**EXCERPT:**
>>>>>

Sarah Bolander, DMSc, PA-C, DFAAPA

Some of the most common fractures in the foot are to the proximal aspect of the 5th metatarsal.1 The approach to fractures in this region may be confusing and difficult to know how to manage. Depending on the exact location and fracture pattern, the prognosis and treatment varies significantly. This variation is mainly attributed to the unique blood supply to this aspect of the bone. The blood supply to the proximal diaphysis is a watershed area and therefore has a higher risk of delayed union or nonunion if vascularity is disrupted.1-2 Whereas more proximally at the tuberosity, there is increased sources of vascularity and less likelihood of complication. The 5th metatarsal tuberosity is also an attachment site for the plantar fascia and the peroneus brevis tendon laterally.1,3 Inversion injuries may lead to avulsion fractures at the styloid.  


Injuries to the proximal 5th metatarsal present with pain along the lateral border of the foot. Since the vast majority of these injuries are caused by forceful inversion, the patient may present with concerns of a lateral ankle sprain. The patient may or may not be able to weightbear initially but attempts to weightbear will often aggravate the pain.

<<<<<

Saved entries:
>>>>>

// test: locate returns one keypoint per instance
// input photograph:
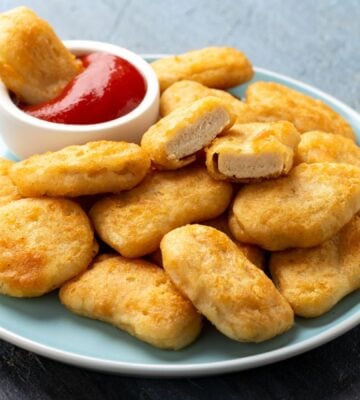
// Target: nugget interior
(302, 209)
(196, 136)
(248, 166)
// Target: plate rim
(206, 368)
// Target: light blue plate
(44, 326)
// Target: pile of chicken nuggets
(243, 212)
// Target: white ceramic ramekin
(25, 135)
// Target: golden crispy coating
(314, 280)
(134, 222)
(184, 93)
(302, 209)
(272, 102)
(8, 191)
(173, 141)
(137, 297)
(237, 297)
(34, 63)
(254, 253)
(249, 152)
(216, 67)
(96, 167)
(317, 146)
(43, 243)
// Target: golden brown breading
(317, 146)
(96, 167)
(173, 141)
(34, 63)
(43, 243)
(137, 297)
(184, 93)
(249, 152)
(237, 297)
(302, 209)
(216, 67)
(314, 280)
(254, 253)
(273, 102)
(134, 222)
(8, 191)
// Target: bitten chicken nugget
(273, 102)
(302, 209)
(237, 297)
(317, 146)
(96, 167)
(34, 63)
(173, 141)
(43, 243)
(184, 93)
(134, 222)
(314, 280)
(8, 191)
(254, 253)
(216, 67)
(254, 151)
(137, 297)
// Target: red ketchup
(108, 88)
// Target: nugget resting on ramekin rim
(237, 297)
(137, 297)
(216, 67)
(254, 253)
(43, 243)
(318, 146)
(95, 167)
(253, 151)
(314, 280)
(34, 63)
(175, 139)
(8, 191)
(184, 93)
(302, 209)
(273, 102)
(134, 222)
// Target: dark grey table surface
(317, 42)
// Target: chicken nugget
(8, 191)
(237, 297)
(314, 280)
(184, 93)
(96, 167)
(302, 209)
(43, 243)
(173, 141)
(249, 152)
(273, 102)
(137, 297)
(216, 67)
(34, 63)
(133, 223)
(254, 253)
(317, 146)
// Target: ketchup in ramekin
(108, 88)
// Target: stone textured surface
(315, 41)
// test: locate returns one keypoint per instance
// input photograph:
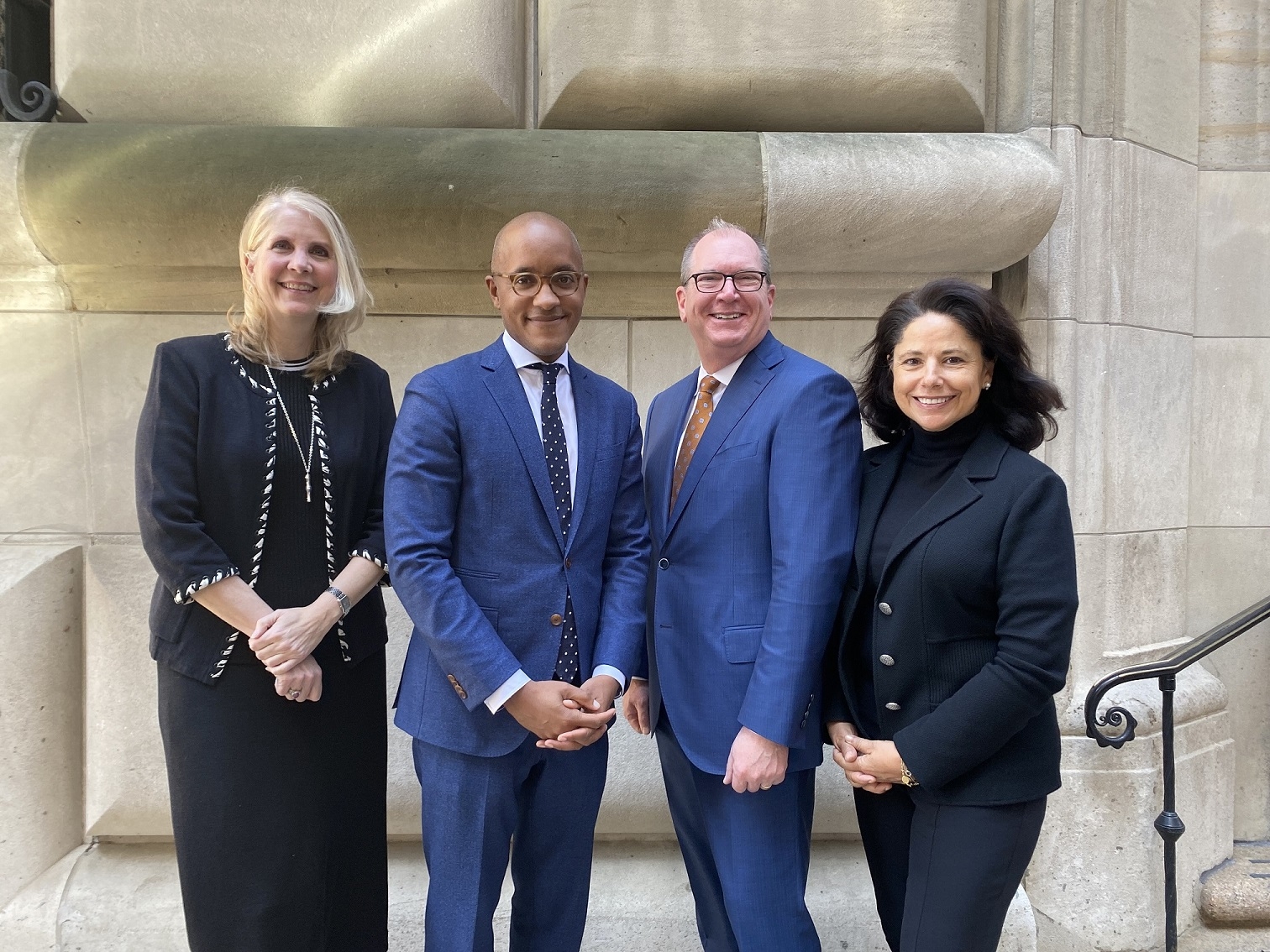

<<<<<

**EXERCISE 1:**
According to the passage on proximal fifth metatarsal fractures, which two structures attach to the 5th metatarsal tuberosity?
**EXERCISE 2:**
Carry on the passage about proximal fifth metatarsal fractures, picking up after its last sentence.

**EXERCISE OUTPUT 1:**
The plantar fascia and the peroneus brevis tendon.

**EXERCISE OUTPUT 2:**
Physical exam is key to identifying fractures in the foot. Fractures will often have a maximal point of tenderness at the fracture site. Bony tenderness should be differentiated from pain associated with soft tissue. The physical exam should also assess skin integrity, neurovascular  function, and evaluate for other associated injuries of the ankle or foot. Bony tenderness to the base of 5th metatarsal is an indication for plain radiographs to determine the type of fracture.1 


Radiographs are the most useful initial diagnostic test for identifying a fracture of the 5th metatarsal and determining the location and pattern.4,5 The proximal metatarsal is divided into 3 zones, classified proximal to distal. Zone 1 is the tuberosity, zone 2 is the metadiaphysis, and zone 3 is the proximal diaphysis.24 These zones help in diagnosing and predicting possible complications.3,4 Standard radiographs of the foot include AP, oblique, and lateral views. Additional ankle radiographs may also be indicated depending on the clinical presentation and mechanism of injury.  

Pseudo-Jones fractures result from an avulsion fracture at the 5th metatarsal tuberosity and are located in zone 1. These fractures may be intra-articular at the cubometatarsal joint or extra-articular if more proximal. 2-3,5 Avulsion fractures may be confused with normal variants of growth including an accessory bone or the apophysis in skeletally immature patients.1,5 These findings are typically smoother in appearance, but clinical correlation is important since these are still susceptible to injury.  

A transverse fracture in zone 2 at the junction of the metaphysis and diaphysis is considered a Jones fracture.2-4 This often involves extension into the 4th/5th metatarsal joint but no articular extension is seen to the cubometatarsal joint.4 Due to the location and blood supply, these fractures are particularly concerning for delayed union or nonunion.  

Stress fractures also occur at the 5th metatarsal in zone 3.3,4 These are typically at the proximal diaphysis, distal to the Jones fracture zone. This fracture should be considered in athletes with a prodrome of  pain or when cortical thickening is noted on radiographs to the surrounding bone.4,5 Stress fractures of the 5th metatarsal are more rare but also have a higher likelihood of nonunion compared to acute avulsion injuries.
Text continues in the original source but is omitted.